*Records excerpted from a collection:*
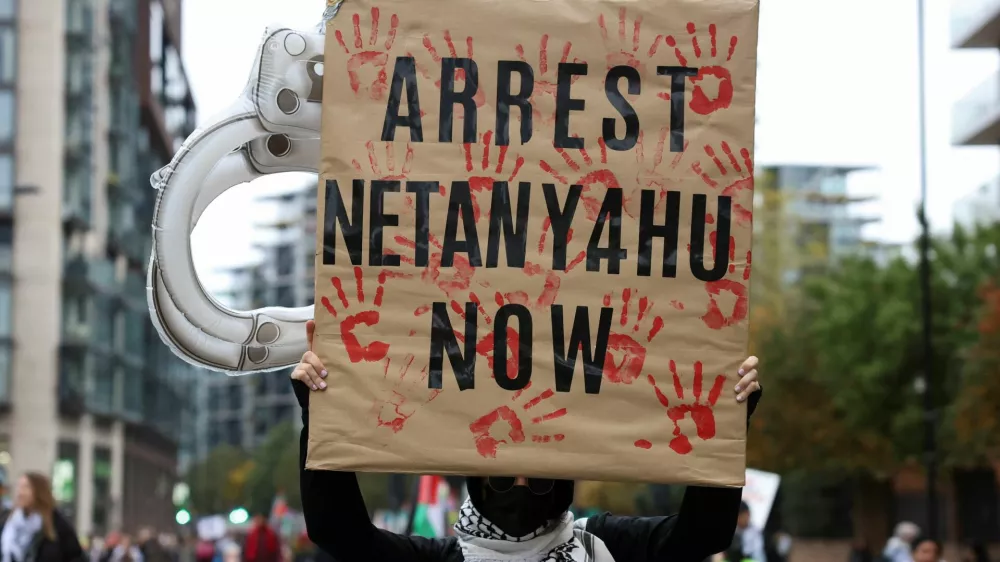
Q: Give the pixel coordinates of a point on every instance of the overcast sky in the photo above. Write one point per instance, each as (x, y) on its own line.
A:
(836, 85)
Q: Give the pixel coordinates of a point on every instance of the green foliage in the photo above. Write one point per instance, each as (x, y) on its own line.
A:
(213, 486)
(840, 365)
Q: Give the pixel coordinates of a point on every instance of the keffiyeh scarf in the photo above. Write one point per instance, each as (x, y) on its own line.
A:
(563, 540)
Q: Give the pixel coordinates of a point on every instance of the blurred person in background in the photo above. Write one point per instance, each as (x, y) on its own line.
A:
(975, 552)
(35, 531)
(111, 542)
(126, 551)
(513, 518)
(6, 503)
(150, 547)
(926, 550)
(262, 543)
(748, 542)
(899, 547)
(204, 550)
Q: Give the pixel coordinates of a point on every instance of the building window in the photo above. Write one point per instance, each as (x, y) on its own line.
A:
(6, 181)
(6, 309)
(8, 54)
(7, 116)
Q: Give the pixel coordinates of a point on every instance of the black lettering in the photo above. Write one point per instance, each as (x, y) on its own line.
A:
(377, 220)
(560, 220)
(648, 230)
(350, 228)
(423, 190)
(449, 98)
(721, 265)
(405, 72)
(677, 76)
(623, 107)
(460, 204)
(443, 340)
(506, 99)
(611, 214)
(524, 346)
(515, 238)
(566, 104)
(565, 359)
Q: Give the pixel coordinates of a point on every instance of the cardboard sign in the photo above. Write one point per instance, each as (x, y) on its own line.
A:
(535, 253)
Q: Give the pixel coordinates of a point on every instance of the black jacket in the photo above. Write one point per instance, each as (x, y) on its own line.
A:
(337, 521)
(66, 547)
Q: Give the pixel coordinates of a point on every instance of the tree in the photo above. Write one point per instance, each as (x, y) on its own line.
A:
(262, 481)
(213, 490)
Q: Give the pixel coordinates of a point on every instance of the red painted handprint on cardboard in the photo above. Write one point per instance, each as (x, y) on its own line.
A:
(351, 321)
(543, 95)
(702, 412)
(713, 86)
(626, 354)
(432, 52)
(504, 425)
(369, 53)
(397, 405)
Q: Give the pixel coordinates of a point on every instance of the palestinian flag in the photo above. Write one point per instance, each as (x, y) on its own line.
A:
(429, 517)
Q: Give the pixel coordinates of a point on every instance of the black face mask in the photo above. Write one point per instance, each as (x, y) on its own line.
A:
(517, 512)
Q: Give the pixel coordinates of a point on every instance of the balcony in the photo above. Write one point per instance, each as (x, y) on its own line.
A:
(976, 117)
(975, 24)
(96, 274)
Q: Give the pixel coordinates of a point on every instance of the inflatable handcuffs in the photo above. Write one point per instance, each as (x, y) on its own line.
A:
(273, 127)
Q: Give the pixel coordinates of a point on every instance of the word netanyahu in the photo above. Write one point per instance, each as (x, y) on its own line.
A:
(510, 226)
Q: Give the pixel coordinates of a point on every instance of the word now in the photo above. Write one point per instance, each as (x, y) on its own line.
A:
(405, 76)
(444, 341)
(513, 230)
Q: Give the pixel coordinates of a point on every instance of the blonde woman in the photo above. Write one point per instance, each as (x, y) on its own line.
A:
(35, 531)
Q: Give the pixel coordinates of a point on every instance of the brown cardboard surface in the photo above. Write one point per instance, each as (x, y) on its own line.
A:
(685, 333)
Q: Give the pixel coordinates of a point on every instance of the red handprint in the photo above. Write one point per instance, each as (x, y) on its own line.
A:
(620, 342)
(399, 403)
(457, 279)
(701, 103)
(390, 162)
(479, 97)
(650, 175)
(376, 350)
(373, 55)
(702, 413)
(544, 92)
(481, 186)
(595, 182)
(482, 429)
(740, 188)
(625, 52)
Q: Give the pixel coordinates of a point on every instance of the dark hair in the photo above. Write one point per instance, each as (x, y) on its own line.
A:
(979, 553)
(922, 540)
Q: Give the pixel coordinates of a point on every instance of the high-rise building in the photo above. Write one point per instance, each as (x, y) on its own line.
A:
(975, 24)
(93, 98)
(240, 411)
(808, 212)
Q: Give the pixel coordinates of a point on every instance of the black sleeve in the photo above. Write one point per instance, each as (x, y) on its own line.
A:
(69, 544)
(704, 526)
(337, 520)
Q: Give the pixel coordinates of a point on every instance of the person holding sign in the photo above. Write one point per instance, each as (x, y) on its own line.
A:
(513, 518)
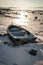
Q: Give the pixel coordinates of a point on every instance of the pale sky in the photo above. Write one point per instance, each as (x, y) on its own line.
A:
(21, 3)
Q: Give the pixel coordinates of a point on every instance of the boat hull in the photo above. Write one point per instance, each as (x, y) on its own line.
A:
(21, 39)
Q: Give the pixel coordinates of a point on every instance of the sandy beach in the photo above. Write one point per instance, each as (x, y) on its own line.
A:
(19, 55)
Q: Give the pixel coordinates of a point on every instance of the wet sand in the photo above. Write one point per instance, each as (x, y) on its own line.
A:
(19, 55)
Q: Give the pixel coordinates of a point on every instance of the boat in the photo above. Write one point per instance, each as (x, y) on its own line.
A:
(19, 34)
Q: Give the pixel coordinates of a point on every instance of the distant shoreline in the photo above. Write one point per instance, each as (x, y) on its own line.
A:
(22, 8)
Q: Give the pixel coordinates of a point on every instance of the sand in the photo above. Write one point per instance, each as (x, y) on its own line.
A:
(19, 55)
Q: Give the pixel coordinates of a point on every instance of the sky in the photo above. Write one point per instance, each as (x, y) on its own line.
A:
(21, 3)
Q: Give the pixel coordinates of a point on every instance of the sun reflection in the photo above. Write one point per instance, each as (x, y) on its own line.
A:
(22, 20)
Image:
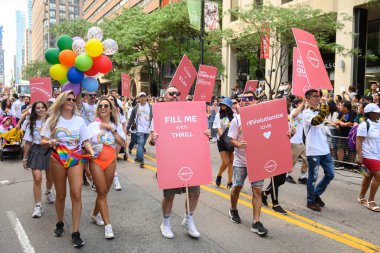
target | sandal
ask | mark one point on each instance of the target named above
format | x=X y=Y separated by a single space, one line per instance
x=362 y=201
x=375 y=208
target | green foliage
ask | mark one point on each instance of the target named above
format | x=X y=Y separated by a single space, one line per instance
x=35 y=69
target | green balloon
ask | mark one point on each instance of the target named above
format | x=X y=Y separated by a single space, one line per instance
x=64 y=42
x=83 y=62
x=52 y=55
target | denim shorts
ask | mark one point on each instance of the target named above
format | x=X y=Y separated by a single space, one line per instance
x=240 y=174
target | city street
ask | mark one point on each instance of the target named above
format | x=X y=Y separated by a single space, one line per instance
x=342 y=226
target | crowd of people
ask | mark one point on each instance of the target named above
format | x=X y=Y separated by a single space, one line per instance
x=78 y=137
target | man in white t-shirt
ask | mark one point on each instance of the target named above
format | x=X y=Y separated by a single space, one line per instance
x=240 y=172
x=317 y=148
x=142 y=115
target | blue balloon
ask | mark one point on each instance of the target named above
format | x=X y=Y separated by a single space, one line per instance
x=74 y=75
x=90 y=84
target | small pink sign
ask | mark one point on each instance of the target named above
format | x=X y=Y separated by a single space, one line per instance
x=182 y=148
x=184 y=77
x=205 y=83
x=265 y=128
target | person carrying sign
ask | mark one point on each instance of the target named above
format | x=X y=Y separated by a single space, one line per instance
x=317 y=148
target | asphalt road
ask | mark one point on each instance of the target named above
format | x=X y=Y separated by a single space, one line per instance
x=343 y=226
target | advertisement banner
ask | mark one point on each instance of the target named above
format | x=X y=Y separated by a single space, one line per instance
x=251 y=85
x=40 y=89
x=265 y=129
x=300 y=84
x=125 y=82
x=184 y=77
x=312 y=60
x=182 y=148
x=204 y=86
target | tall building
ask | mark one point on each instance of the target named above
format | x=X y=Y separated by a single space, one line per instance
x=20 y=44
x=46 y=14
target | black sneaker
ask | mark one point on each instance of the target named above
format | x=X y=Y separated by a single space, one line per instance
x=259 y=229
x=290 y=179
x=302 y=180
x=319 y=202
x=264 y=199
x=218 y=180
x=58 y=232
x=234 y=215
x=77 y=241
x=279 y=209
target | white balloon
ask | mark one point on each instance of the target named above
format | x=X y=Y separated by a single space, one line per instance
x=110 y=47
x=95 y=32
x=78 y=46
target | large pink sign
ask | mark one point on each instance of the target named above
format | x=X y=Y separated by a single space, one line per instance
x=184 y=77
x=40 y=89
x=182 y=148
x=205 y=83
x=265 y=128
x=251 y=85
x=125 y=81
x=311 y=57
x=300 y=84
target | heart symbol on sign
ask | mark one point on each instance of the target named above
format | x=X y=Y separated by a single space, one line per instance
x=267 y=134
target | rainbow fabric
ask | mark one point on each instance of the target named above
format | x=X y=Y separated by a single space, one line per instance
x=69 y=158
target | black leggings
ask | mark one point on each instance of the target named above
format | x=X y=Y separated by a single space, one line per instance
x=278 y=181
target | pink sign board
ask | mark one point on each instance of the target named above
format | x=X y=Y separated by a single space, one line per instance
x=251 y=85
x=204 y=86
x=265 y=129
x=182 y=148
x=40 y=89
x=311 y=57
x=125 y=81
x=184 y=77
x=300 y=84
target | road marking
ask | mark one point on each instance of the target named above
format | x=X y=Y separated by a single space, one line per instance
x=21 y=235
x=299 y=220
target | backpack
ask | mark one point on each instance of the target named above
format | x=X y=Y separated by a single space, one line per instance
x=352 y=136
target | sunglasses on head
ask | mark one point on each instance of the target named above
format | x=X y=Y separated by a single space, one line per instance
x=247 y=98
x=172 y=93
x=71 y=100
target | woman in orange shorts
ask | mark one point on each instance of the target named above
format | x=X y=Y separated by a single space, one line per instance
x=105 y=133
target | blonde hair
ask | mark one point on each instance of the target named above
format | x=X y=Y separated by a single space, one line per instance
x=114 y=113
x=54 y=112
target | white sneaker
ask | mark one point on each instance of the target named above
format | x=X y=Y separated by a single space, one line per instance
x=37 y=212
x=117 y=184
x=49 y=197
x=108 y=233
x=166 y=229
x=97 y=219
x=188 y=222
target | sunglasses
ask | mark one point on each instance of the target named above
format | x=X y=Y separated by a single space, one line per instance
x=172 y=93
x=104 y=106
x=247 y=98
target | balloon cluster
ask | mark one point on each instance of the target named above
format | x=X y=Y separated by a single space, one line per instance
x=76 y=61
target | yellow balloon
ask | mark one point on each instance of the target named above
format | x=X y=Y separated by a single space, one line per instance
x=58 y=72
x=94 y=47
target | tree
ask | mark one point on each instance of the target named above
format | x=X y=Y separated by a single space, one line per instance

* * *

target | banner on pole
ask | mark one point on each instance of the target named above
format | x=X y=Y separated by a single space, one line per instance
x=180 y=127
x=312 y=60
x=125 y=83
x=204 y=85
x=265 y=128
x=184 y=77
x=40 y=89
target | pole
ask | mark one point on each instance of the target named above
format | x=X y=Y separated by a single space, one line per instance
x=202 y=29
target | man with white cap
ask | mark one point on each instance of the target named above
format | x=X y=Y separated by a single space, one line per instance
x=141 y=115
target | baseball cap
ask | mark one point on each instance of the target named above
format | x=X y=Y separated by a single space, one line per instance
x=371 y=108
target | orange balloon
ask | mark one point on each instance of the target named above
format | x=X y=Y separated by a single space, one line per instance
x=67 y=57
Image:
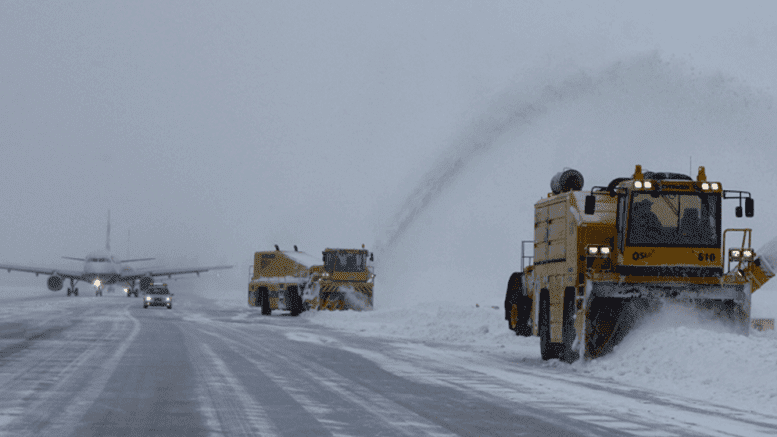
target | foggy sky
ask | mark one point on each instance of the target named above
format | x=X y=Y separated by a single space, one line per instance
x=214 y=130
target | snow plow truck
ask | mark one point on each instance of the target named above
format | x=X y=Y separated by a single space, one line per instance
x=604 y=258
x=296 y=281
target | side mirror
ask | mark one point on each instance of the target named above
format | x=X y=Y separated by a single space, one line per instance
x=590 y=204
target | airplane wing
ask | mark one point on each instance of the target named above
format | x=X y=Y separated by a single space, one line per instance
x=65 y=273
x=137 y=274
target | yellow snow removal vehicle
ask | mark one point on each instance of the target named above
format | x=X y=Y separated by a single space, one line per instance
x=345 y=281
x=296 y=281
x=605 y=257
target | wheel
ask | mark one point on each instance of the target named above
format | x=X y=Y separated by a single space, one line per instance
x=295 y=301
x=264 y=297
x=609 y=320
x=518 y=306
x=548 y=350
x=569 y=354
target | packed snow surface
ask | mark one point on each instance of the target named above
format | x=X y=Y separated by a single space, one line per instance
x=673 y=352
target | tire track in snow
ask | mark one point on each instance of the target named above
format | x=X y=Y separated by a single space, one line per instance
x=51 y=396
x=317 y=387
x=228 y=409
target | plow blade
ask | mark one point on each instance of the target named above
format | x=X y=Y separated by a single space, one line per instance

*Exercise:* In the entries above, find lines with "foliage" and copy each.

*Your response:*
Q: Give the pixel coordinates of a point on every instance of the green foliage in the photo above. Write one point per instance, each as (x, y) on its own line.
target | green foliage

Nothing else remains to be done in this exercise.